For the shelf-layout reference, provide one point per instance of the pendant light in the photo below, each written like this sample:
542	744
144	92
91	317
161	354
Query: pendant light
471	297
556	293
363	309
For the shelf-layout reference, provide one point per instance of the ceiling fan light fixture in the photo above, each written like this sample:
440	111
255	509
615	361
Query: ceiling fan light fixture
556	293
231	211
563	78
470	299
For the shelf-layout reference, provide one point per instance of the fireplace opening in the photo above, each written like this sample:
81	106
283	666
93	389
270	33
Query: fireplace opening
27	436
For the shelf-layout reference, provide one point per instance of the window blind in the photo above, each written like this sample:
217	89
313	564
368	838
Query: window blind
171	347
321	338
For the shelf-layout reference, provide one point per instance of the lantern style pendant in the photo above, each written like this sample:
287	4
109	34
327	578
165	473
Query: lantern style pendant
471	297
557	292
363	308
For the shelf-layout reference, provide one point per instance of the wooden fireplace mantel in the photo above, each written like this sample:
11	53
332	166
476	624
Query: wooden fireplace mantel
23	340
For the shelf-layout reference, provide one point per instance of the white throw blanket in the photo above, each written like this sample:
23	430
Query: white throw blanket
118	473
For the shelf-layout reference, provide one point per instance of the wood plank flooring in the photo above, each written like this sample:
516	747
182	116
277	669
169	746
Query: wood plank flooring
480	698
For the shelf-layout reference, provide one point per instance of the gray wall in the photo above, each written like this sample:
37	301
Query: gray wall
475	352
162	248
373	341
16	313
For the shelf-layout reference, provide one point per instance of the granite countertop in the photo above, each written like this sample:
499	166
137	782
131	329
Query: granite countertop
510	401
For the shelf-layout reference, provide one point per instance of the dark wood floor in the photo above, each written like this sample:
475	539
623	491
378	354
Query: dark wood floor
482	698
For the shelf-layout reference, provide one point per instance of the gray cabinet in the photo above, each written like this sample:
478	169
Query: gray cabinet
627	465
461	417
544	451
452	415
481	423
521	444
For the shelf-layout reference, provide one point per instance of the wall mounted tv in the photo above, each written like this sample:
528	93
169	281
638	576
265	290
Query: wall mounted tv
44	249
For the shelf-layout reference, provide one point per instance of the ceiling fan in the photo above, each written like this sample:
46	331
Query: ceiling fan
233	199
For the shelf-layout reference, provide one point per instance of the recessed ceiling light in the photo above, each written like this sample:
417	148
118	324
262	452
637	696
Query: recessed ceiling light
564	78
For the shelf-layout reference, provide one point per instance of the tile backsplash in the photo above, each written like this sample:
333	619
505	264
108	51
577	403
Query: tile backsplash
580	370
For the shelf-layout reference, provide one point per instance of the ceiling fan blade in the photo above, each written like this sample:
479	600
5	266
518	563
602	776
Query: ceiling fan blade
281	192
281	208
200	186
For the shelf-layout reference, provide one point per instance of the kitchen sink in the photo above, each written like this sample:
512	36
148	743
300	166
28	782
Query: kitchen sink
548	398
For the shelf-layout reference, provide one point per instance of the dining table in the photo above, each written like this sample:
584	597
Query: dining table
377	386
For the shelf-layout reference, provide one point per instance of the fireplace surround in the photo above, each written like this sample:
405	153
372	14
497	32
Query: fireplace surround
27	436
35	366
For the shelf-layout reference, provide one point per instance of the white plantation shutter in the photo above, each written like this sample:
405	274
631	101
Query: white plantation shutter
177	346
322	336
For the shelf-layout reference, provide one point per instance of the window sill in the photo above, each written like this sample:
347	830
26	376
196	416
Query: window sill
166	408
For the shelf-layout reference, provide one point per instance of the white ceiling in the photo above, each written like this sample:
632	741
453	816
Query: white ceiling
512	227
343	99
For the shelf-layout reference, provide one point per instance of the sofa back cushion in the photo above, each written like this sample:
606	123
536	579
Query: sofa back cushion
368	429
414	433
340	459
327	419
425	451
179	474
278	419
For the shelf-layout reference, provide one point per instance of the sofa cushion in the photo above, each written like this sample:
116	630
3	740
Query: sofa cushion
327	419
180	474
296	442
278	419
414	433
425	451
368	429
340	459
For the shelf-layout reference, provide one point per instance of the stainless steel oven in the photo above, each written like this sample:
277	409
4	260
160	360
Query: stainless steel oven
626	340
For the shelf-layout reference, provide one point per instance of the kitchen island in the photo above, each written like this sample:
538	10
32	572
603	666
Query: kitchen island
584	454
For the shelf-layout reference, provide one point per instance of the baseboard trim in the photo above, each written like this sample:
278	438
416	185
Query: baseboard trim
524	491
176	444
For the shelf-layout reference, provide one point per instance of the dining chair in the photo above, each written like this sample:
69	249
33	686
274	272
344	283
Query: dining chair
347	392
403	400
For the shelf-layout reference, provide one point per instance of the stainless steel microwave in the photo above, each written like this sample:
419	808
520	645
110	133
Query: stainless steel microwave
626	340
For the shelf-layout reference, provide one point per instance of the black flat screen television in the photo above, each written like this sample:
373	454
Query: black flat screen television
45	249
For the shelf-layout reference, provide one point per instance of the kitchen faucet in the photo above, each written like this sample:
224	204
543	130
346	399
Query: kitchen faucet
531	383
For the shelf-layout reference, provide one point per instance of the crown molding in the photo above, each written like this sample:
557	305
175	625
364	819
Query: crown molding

# # # # # # #

● WHAT YOU HAVE TO DO: Would you output, unchanged, each line from the start of the records to the line that holds "light fixture in", both included and nothing else?

● YOUR SOLUTION:
For the shelf-layout reference, provide one point per instance of the pendant light in the photo below, each written like this sample:
542	744
144	92
91	317
161	354
Query: pendant light
471	297
556	293
363	309
For the shelf-layout reference, provide one point per instance of the ceiling fan light fixture in the photo above, each written like this sample:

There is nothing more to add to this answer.